-------- Provided data

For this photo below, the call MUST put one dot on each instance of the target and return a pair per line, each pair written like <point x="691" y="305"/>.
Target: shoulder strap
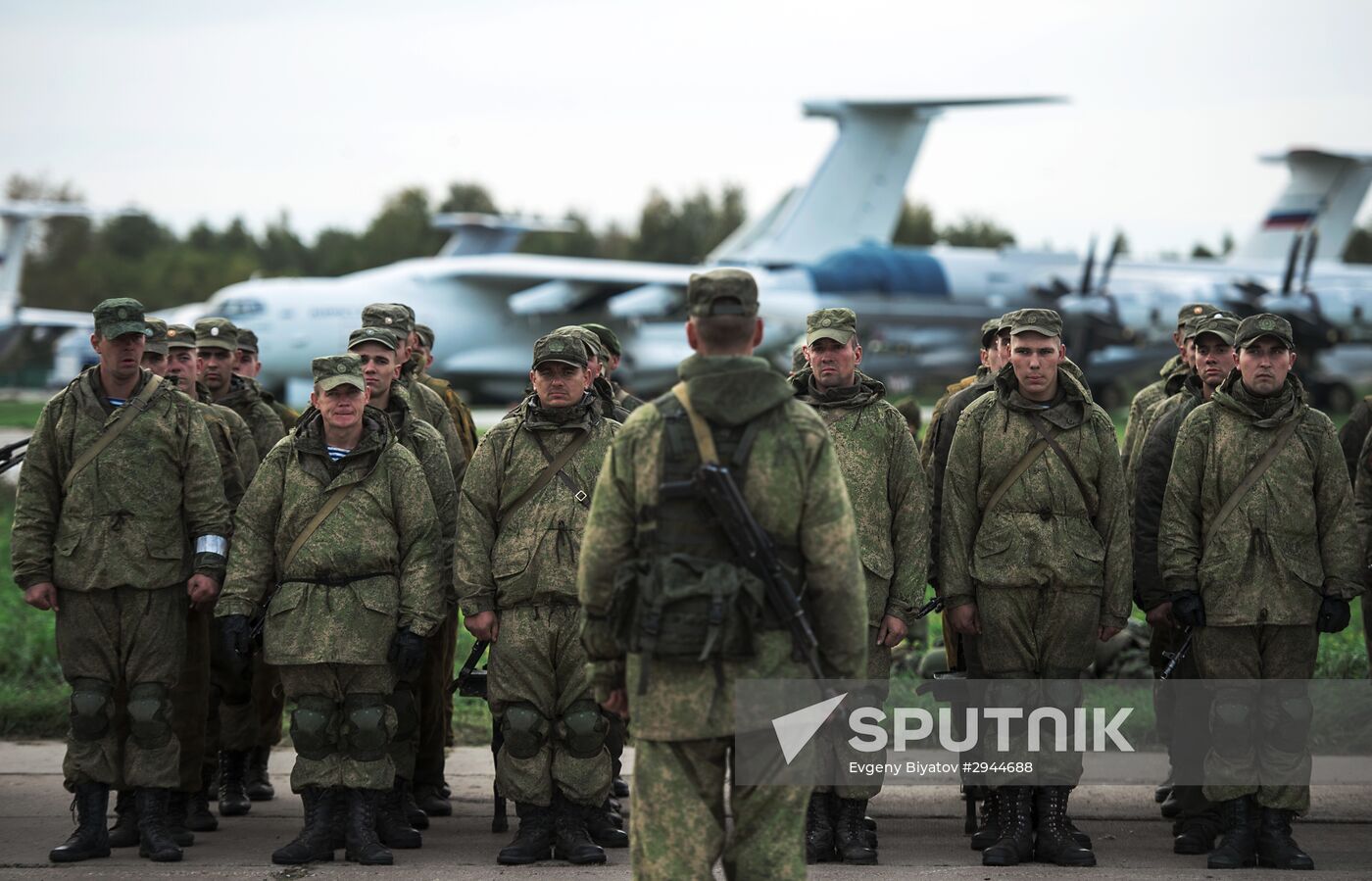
<point x="555" y="466"/>
<point x="319" y="516"/>
<point x="704" y="439"/>
<point x="1021" y="466"/>
<point x="1251" y="478"/>
<point x="1066" y="460"/>
<point x="121" y="421"/>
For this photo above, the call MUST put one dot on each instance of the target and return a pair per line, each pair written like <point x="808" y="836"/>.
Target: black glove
<point x="1334" y="615"/>
<point x="1189" y="609"/>
<point x="407" y="652"/>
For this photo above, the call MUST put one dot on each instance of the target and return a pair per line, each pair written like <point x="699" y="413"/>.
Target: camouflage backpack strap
<point x="121" y="421"/>
<point x="1254" y="475"/>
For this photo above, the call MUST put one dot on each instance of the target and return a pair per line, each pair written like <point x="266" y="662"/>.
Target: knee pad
<point x="315" y="726"/>
<point x="582" y="729"/>
<point x="89" y="709"/>
<point x="150" y="715"/>
<point x="407" y="712"/>
<point x="364" y="727"/>
<point x="524" y="730"/>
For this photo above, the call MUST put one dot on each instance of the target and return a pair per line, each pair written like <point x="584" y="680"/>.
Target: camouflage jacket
<point x="457" y="409"/>
<point x="1292" y="538"/>
<point x="1148" y="395"/>
<point x="372" y="564"/>
<point x="1043" y="533"/>
<point x="528" y="558"/>
<point x="887" y="487"/>
<point x="428" y="407"/>
<point x="796" y="492"/>
<point x="1150" y="468"/>
<point x="132" y="514"/>
<point x="243" y="398"/>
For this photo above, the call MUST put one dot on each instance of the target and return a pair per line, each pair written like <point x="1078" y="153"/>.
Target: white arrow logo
<point x="796" y="729"/>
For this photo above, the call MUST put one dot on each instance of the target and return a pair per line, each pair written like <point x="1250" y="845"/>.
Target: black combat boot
<point x="157" y="842"/>
<point x="851" y="835"/>
<point x="391" y="823"/>
<point x="534" y="840"/>
<point x="257" y="782"/>
<point x="603" y="829"/>
<point x="1014" y="812"/>
<point x="571" y="842"/>
<point x="363" y="844"/>
<point x="1276" y="847"/>
<point x="819" y="829"/>
<point x="1053" y="840"/>
<point x="91" y="839"/>
<point x="1239" y="829"/>
<point x="233" y="795"/>
<point x="414" y="812"/>
<point x="198" y="816"/>
<point x="125" y="829"/>
<point x="988" y="832"/>
<point x="177" y="802"/>
<point x="315" y="844"/>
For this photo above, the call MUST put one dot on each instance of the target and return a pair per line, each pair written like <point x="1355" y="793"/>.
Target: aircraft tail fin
<point x="857" y="194"/>
<point x="1324" y="194"/>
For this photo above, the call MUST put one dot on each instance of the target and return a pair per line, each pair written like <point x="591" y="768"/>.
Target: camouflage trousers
<point x="676" y="828"/>
<point x="1252" y="737"/>
<point x="342" y="761"/>
<point x="120" y="638"/>
<point x="538" y="661"/>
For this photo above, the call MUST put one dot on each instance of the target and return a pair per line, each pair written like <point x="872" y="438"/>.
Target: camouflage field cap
<point x="563" y="347"/>
<point x="157" y="336"/>
<point x="610" y="342"/>
<point x="216" y="333"/>
<point x="180" y="336"/>
<point x="387" y="316"/>
<point x="1193" y="311"/>
<point x="119" y="316"/>
<point x="722" y="292"/>
<point x="381" y="336"/>
<point x="593" y="346"/>
<point x="839" y="324"/>
<point x="1218" y="322"/>
<point x="333" y="370"/>
<point x="1264" y="324"/>
<point x="1046" y="321"/>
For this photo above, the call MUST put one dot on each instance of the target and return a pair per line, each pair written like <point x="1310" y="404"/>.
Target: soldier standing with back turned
<point x="1259" y="554"/>
<point x="784" y="459"/>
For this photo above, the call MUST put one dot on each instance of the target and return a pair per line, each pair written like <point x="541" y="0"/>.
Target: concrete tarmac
<point x="919" y="828"/>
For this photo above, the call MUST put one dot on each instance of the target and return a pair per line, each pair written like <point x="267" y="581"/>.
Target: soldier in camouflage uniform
<point x="247" y="732"/>
<point x="1038" y="563"/>
<point x="113" y="535"/>
<point x="376" y="349"/>
<point x="336" y="544"/>
<point x="683" y="710"/>
<point x="518" y="537"/>
<point x="613" y="353"/>
<point x="1198" y="819"/>
<point x="891" y="503"/>
<point x="1154" y="391"/>
<point x="1259" y="585"/>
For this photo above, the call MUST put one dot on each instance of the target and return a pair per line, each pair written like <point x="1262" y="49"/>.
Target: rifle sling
<point x="126" y="415"/>
<point x="1252" y="476"/>
<point x="555" y="466"/>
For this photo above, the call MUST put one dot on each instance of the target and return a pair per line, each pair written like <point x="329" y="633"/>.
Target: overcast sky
<point x="199" y="110"/>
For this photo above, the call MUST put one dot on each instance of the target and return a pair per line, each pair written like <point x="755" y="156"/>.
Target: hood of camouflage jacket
<point x="1067" y="409"/>
<point x="733" y="390"/>
<point x="1264" y="412"/>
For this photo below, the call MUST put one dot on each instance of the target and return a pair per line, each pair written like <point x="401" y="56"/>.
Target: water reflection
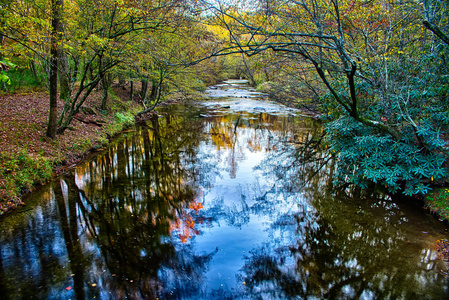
<point x="234" y="206"/>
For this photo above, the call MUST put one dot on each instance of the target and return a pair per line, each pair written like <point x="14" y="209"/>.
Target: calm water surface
<point x="230" y="200"/>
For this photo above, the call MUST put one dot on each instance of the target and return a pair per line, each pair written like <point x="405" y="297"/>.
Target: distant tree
<point x="384" y="79"/>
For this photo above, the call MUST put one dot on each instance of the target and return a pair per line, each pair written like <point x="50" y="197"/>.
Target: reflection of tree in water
<point x="132" y="223"/>
<point x="342" y="247"/>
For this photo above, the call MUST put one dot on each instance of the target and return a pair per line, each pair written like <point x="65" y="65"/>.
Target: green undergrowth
<point x="19" y="172"/>
<point x="438" y="203"/>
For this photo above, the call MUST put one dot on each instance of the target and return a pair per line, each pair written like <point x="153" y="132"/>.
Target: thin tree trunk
<point x="144" y="92"/>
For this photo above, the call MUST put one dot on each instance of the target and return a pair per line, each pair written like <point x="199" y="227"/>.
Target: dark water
<point x="216" y="202"/>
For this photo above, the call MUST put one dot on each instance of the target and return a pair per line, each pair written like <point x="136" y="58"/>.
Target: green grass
<point x="19" y="173"/>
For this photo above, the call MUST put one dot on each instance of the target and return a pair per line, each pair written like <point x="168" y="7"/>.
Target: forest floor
<point x="23" y="119"/>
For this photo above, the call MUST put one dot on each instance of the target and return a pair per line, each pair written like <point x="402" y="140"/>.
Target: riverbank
<point x="28" y="158"/>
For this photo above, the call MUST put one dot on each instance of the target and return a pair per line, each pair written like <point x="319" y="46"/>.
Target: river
<point x="227" y="198"/>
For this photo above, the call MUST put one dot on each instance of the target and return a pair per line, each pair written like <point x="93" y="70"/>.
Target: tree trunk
<point x="56" y="7"/>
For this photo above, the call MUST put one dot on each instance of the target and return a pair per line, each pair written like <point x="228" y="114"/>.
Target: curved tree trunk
<point x="56" y="7"/>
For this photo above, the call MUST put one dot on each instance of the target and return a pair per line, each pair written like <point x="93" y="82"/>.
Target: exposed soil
<point x="23" y="120"/>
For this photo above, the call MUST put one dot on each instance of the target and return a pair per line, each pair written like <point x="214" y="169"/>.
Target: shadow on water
<point x="235" y="205"/>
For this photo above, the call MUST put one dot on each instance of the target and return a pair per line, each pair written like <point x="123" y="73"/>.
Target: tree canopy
<point x="377" y="69"/>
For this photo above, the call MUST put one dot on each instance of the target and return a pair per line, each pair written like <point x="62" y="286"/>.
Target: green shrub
<point x="365" y="156"/>
<point x="438" y="202"/>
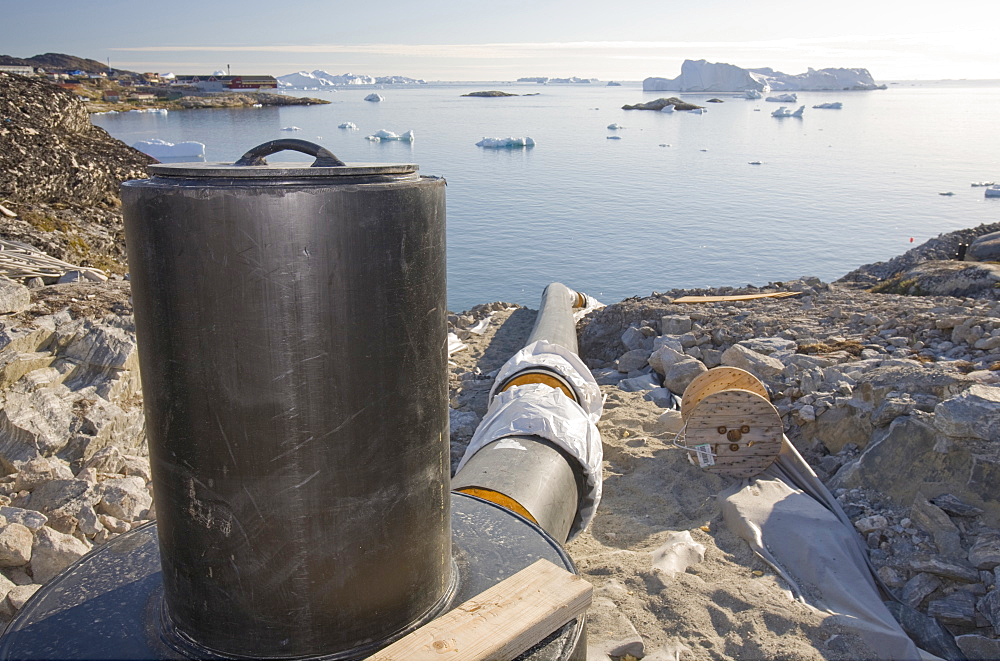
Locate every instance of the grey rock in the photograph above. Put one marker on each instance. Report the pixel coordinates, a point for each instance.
(951, 569)
(891, 577)
(979, 648)
(15, 545)
(927, 633)
(14, 297)
(124, 498)
(985, 552)
(640, 384)
(769, 345)
(958, 608)
(675, 324)
(989, 607)
(975, 413)
(919, 587)
(611, 633)
(32, 519)
(938, 524)
(62, 498)
(954, 506)
(678, 375)
(764, 367)
(633, 360)
(19, 595)
(985, 248)
(52, 552)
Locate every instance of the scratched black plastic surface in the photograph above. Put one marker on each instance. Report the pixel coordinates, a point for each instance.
(109, 605)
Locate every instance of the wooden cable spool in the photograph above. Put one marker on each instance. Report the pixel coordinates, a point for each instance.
(718, 379)
(727, 410)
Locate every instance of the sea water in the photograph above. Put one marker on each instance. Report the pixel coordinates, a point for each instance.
(673, 203)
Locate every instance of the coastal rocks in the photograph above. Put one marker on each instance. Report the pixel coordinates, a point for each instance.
(985, 248)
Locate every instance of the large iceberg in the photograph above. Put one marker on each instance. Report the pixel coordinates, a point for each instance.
(508, 142)
(322, 79)
(161, 149)
(388, 135)
(703, 77)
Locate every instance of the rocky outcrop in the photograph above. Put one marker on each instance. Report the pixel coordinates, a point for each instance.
(59, 175)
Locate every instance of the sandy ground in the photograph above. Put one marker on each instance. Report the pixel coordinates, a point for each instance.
(730, 606)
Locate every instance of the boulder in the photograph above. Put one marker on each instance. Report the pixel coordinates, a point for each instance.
(985, 552)
(62, 498)
(678, 375)
(14, 297)
(764, 367)
(936, 522)
(979, 648)
(52, 552)
(975, 413)
(15, 545)
(985, 248)
(124, 498)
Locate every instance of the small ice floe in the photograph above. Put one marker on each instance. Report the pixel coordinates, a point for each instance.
(508, 142)
(387, 135)
(783, 112)
(160, 149)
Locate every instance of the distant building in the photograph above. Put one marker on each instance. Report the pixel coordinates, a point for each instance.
(23, 70)
(220, 83)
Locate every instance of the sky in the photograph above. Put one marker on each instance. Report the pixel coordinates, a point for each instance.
(471, 40)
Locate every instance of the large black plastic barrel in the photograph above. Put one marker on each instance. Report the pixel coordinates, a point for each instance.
(291, 324)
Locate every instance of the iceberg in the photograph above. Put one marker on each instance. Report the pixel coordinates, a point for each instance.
(783, 112)
(387, 135)
(161, 149)
(509, 142)
(703, 76)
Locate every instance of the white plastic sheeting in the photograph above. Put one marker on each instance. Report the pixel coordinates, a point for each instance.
(564, 362)
(792, 522)
(543, 411)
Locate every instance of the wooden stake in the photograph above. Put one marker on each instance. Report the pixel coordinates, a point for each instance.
(500, 623)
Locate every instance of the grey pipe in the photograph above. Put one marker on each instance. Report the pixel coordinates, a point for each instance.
(528, 474)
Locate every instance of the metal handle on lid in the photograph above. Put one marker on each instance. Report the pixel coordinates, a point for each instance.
(255, 156)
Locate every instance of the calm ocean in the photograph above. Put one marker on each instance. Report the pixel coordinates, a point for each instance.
(615, 218)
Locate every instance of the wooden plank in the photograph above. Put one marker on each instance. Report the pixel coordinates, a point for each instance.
(500, 623)
(704, 299)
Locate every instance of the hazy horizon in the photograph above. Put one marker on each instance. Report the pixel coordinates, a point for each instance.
(448, 40)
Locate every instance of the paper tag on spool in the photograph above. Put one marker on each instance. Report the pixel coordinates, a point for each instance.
(705, 455)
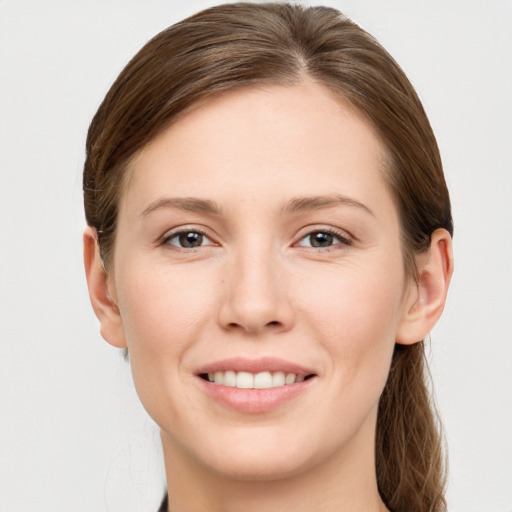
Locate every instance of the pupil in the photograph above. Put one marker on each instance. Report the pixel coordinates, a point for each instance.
(191, 239)
(321, 239)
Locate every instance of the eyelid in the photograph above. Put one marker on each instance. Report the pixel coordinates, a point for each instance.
(188, 228)
(346, 239)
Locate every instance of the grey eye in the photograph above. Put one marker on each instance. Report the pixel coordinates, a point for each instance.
(321, 239)
(188, 239)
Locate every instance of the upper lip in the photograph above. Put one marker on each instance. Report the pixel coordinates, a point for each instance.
(263, 364)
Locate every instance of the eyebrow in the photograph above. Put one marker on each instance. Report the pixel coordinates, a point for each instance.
(295, 205)
(300, 204)
(190, 204)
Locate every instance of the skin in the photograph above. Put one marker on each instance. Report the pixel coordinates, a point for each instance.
(256, 287)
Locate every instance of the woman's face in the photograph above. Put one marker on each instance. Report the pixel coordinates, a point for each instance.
(257, 245)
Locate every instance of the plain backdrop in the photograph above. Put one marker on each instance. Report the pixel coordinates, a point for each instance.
(72, 433)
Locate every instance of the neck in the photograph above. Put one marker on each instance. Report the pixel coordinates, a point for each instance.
(344, 482)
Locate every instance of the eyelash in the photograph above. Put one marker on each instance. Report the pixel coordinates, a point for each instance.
(184, 231)
(344, 240)
(343, 237)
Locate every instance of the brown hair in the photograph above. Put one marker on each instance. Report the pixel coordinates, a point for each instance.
(243, 44)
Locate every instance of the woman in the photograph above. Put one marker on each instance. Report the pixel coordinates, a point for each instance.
(270, 238)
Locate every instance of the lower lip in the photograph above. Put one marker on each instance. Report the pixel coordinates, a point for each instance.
(255, 401)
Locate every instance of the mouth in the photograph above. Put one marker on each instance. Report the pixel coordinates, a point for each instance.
(255, 386)
(260, 380)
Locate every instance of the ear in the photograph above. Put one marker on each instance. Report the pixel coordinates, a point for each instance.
(426, 298)
(102, 292)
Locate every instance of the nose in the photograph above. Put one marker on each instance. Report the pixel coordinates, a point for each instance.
(255, 295)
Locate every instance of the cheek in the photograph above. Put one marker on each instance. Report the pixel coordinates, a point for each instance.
(162, 308)
(355, 313)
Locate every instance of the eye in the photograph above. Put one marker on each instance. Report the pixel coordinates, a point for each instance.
(187, 239)
(323, 239)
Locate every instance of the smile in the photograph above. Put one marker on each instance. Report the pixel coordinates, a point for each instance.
(255, 386)
(247, 380)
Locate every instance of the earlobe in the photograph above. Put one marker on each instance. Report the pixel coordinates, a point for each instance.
(427, 296)
(103, 304)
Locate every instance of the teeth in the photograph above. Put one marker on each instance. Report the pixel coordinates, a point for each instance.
(290, 378)
(246, 380)
(263, 380)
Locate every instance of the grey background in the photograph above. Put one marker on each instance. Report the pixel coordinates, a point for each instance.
(72, 433)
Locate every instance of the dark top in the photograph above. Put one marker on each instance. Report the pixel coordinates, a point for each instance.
(165, 504)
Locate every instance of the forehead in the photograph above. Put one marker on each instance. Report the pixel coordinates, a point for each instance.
(262, 141)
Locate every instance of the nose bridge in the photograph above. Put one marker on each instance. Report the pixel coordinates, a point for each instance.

----------------

▸ **Work required**:
Reproduce the listing word for word, from the line containing "Locate every instance of the mouth" through the final line of the listing, with both ends included.

▸ **Task solution**:
Locate every instance of the mouth in the photograph above. Put one marker on each instance. Report the pixel coordinates, a point for each instance.
(255, 386)
(260, 380)
Locate every instance of the ear in the photograph above. Put one marker on each instance. Report the pixel coordinates, a point for each instance.
(426, 298)
(102, 292)
Locate every instance of the nose in the photograph above. Put one marker on each instance. Report the pixel coordinates, a point for each instance.
(255, 295)
Locate every instance of the cheek in the photograph above. Put one marker on each instance. Report the pixel coordinates, a point for each instance.
(162, 308)
(355, 313)
Locate every instance of the eye in the photograph above. Put one marker on each instance. Report the pixel coordinates, a point for each instance.
(187, 239)
(323, 239)
Locate every instance of the smile in the photograph above. Put one marker on each instance. Report the pixel coordinates, a point for each instance.
(255, 386)
(247, 380)
Locate every instance of the earlobe in the photograph above. Put one marker on each instance. Report the pixel coordinates, a point for each instance.
(427, 296)
(103, 304)
Locate every instance of the teeth in the photograph above. Put one marker on each instance. Report the pixel coordinates, a point for each instance.
(290, 378)
(246, 380)
(263, 380)
Locate every instance of the grey background in the photograph above. Put one marker on each instance. Report the pixel coordinates, a point for each instance.
(72, 433)
Locate every instance of the dark top in the photograph above. Put one marker on each instance. Report the pixel coordinates, a point for each instance.
(165, 504)
Locate every instance of the forehead in the photograph above. Put one marker on each instance. Report the pixel coordinates, a point for each instance.
(262, 141)
Locate every instance of the nose bridge in the photograph above. Put one marker on each instance. Report the pixel coordinates, a point for each instance.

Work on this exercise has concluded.